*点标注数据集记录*
========================================================================

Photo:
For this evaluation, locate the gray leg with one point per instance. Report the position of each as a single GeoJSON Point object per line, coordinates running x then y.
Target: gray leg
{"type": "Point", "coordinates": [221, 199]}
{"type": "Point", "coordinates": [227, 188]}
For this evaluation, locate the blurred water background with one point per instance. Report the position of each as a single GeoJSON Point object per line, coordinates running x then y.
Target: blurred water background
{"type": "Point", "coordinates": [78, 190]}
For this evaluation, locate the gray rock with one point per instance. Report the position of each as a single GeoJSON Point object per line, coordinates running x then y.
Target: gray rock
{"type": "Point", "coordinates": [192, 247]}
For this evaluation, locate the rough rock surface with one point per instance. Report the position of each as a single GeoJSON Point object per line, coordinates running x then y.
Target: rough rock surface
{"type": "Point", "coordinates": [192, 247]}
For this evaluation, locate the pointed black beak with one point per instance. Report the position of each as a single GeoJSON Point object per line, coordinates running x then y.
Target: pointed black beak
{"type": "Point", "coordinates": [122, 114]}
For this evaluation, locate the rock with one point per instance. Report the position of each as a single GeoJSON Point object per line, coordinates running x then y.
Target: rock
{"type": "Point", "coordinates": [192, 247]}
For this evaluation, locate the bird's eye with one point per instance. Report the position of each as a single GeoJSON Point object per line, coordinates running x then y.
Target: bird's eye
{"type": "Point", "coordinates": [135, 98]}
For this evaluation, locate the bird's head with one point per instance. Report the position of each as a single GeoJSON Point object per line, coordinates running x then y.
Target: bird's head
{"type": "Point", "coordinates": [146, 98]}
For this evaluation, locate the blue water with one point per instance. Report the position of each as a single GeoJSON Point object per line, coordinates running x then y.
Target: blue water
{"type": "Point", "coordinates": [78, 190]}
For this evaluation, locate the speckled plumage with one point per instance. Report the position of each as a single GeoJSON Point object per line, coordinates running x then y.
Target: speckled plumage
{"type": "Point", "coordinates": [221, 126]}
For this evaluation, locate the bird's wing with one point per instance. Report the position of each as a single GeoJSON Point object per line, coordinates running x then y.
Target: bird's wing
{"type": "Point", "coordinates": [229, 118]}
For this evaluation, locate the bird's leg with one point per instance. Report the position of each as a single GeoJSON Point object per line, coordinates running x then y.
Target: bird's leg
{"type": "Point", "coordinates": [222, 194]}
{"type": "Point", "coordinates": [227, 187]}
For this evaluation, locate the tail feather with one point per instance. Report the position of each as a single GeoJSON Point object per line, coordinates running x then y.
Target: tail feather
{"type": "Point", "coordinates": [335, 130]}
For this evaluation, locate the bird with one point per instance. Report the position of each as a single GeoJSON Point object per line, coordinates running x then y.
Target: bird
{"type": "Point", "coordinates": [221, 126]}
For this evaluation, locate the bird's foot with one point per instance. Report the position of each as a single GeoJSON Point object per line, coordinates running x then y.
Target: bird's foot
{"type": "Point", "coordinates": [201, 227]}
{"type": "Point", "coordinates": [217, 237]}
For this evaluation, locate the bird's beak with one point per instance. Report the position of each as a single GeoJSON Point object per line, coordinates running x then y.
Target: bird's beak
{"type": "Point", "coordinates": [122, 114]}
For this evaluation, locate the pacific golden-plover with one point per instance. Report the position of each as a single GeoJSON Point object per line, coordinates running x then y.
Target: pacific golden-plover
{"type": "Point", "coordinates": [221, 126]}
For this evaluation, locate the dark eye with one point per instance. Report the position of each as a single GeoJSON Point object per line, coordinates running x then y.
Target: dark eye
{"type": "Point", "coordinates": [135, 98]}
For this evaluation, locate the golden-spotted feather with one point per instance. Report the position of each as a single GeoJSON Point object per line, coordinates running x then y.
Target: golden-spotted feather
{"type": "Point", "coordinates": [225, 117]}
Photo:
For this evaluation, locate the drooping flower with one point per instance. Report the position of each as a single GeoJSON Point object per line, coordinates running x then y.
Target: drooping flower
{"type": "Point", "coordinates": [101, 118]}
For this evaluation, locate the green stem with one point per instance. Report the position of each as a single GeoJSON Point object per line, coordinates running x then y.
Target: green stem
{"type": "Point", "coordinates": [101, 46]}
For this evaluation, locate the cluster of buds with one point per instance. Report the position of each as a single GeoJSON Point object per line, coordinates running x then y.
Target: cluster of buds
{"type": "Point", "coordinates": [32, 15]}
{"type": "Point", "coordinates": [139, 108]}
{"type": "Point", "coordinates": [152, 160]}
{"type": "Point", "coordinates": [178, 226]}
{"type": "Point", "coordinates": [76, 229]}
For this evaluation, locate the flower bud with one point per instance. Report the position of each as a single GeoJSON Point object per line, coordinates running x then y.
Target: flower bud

========================================================================

把上方全部各行整理成编号列表，空行不计入。

*结果*
1. Photo:
2. For this evaluation, locate the gray leg with one point per instance. Report the position of each as a single GeoJSON Point object per line, coordinates running x then y.
3. Target: gray leg
4. {"type": "Point", "coordinates": [221, 199]}
5. {"type": "Point", "coordinates": [227, 188]}
6. For this evaluation, locate the blurred water background with one point per instance. Report the position of each as a single GeoJSON Point object per line, coordinates running x then y.
7. Target: blurred water background
8. {"type": "Point", "coordinates": [78, 190]}
9. For this evaluation, locate the gray rock with one point per instance. Report the position of each as a single GeoJSON Point object per line, coordinates running x then y.
10. Target: gray rock
11. {"type": "Point", "coordinates": [192, 247]}
12. For this evaluation, locate the rough rock surface with one point per instance. Report the position of each as a single GeoJSON Point object per line, coordinates running x then y.
13. Target: rough rock surface
14. {"type": "Point", "coordinates": [192, 247]}
15. For this evaluation, locate the pointed black beak with one point per instance. Report the position of each as a single GeoJSON Point object per line, coordinates running x then y.
16. Target: pointed black beak
17. {"type": "Point", "coordinates": [122, 114]}
18. For this evaluation, locate the rock with one point per instance. Report the position of each as a single GeoJSON Point object per line, coordinates running x then y.
19. Target: rock
20. {"type": "Point", "coordinates": [192, 247]}
21. For this evaluation, locate the bird's eye with one point per instance. Report the position of each as a single GeoJSON Point object per line, coordinates running x then y.
22. Target: bird's eye
23. {"type": "Point", "coordinates": [135, 98]}
24. For this evaluation, locate the bird's head with one point per instance. Report the position of each as a single GeoJSON Point object per line, coordinates running x then y.
25. Target: bird's head
26. {"type": "Point", "coordinates": [146, 98]}
27. For this evaluation, locate the blue water with one point per instance. Report the position of each as a single GeoJSON Point object per line, coordinates running x then y.
28. Target: blue water
29. {"type": "Point", "coordinates": [78, 190]}
30. For this evaluation, locate the speckled plumage with one point per instance. Report the position of each as a single GeoJSON Point object per line, coordinates running x then y.
31. Target: speckled plumage
32. {"type": "Point", "coordinates": [221, 126]}
33. For this evaluation, locate the bird's wing with one point per instance. Report the position of each as a single GeoJSON Point object per line, coordinates running x then y.
34. Target: bird's wing
35. {"type": "Point", "coordinates": [229, 118]}
36. For this evaluation, locate the bird's leg with one point per instance. Report the position of each as a single GeoJSON Point object per line, coordinates running x then y.
37. Target: bird's leg
38. {"type": "Point", "coordinates": [222, 194]}
39. {"type": "Point", "coordinates": [227, 187]}
40. For this evaluation, locate the tail feather with one point per instance. Report the position of each as a single GeoJSON Point object per line, coordinates running x then y.
41. Target: tail feather
42. {"type": "Point", "coordinates": [335, 130]}
43. For this evaluation, locate the bird with one point per instance. Report the position of each as a single GeoJSON Point object per line, coordinates running x then y.
44. Target: bird
45. {"type": "Point", "coordinates": [221, 126]}
46. For this evaluation, locate the bird's foot with one point per instance. Report the position of each as a single GeoJSON Point object per line, coordinates running x then y.
47. Target: bird's foot
48. {"type": "Point", "coordinates": [201, 227]}
49. {"type": "Point", "coordinates": [217, 237]}
50. For this evaluation, locate the bird's beak with one point per instance. Report the position of each as a single GeoJSON Point object per line, coordinates running x then y.
51. Target: bird's beak
52. {"type": "Point", "coordinates": [122, 114]}
53. For this evaluation, locate the pacific golden-plover with one point per instance. Report the position of each as a single GeoJSON Point object per line, coordinates running x then y.
54. Target: pacific golden-plover
55. {"type": "Point", "coordinates": [221, 126]}
56. For this evaluation, locate the dark eye with one point per instance. Report the position of each as a single GeoJSON Point object per line, coordinates running x then y.
57. Target: dark eye
58. {"type": "Point", "coordinates": [135, 98]}
59. For this evaluation, locate the golden-spotted feather with one point per instance. Report the position of each as a single GeoJSON Point object per line, coordinates running x then y.
60. Target: golden-spotted feather
61. {"type": "Point", "coordinates": [225, 117]}
62. Photo:
63. For this evaluation, locate the drooping flower with one point per instance. Report the position of each as a single GeoJSON Point object per line, coordinates running x then y.
64. Target: drooping flower
65. {"type": "Point", "coordinates": [101, 118]}
66. For this evaluation, locate the green stem with one point per instance. Report the position of each as a single GeoJSON Point object per line, coordinates running x then y.
67. Target: green stem
68. {"type": "Point", "coordinates": [101, 46]}
69. For this evaluation, locate the cluster of buds with one point per instance. Report the position of each as a single GeoJSON Point object per line, coordinates running x then y.
70. Target: cluster of buds
71. {"type": "Point", "coordinates": [32, 15]}
72. {"type": "Point", "coordinates": [139, 108]}
73. {"type": "Point", "coordinates": [152, 160]}
74. {"type": "Point", "coordinates": [178, 226]}
75. {"type": "Point", "coordinates": [76, 229]}
76. For this evaluation, locate the flower bud with one point per instance. Report the position of each as a single GeoJSON Point object per line, coordinates running x then y.
77. Target: flower bud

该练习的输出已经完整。